- Stored rows
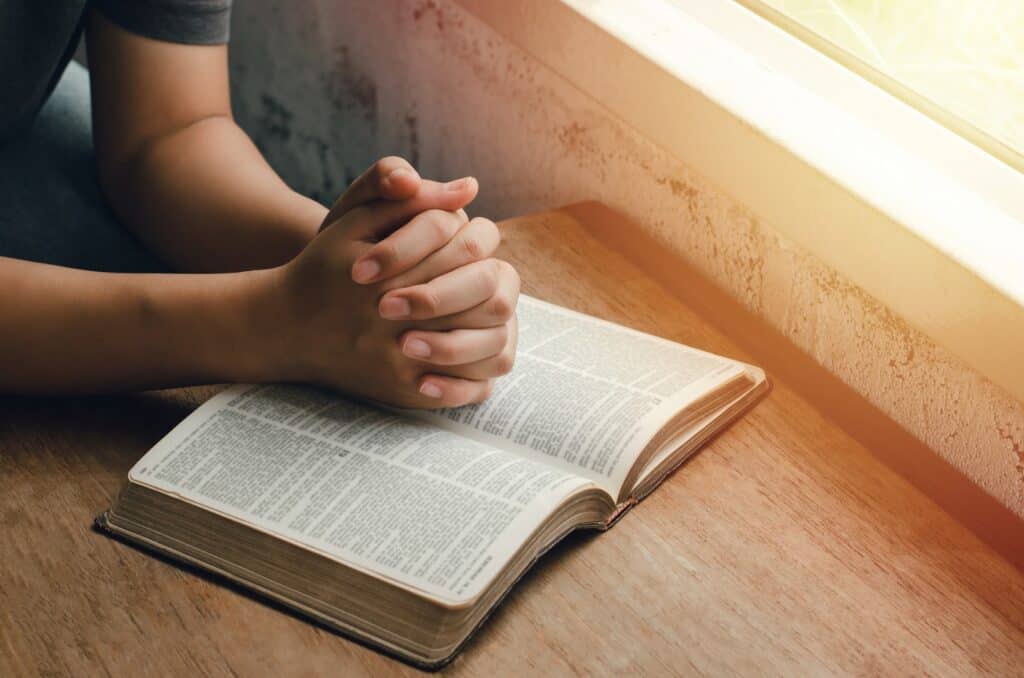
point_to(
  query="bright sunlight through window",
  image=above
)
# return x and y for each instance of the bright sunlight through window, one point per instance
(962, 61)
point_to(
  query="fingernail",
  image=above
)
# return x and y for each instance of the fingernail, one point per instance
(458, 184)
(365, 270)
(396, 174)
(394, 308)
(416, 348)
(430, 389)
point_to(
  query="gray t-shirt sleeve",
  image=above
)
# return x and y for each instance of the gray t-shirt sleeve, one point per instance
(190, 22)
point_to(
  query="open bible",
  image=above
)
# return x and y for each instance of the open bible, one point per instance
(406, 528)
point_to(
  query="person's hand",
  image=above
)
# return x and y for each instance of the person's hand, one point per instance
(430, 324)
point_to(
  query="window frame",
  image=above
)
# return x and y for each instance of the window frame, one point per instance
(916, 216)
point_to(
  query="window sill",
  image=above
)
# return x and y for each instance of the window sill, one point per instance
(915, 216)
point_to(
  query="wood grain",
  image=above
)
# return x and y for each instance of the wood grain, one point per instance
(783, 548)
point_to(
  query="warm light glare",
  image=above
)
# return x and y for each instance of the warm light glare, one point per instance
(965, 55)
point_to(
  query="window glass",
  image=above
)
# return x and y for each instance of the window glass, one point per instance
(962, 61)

* * *

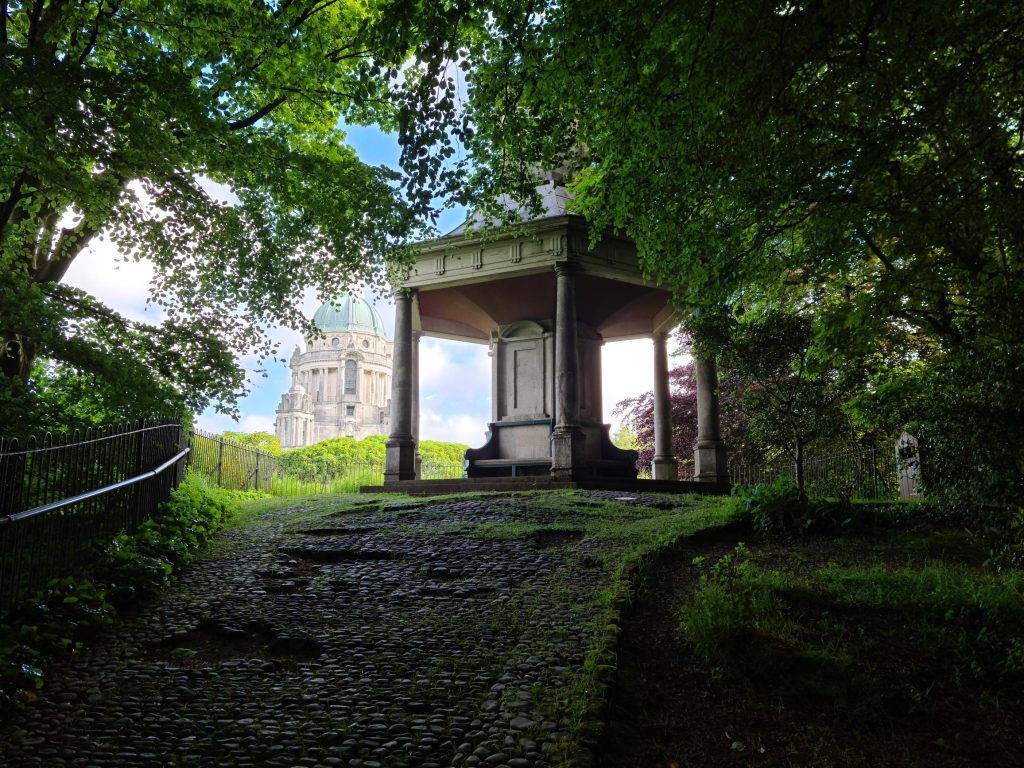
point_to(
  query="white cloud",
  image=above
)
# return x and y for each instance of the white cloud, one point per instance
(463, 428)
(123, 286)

- Exercise
Select each line in the records that contains the word "glass", and copy those lines out.

- Result of this task
  query="window glass",
# return x and y for each instance of the window glass, one point per instance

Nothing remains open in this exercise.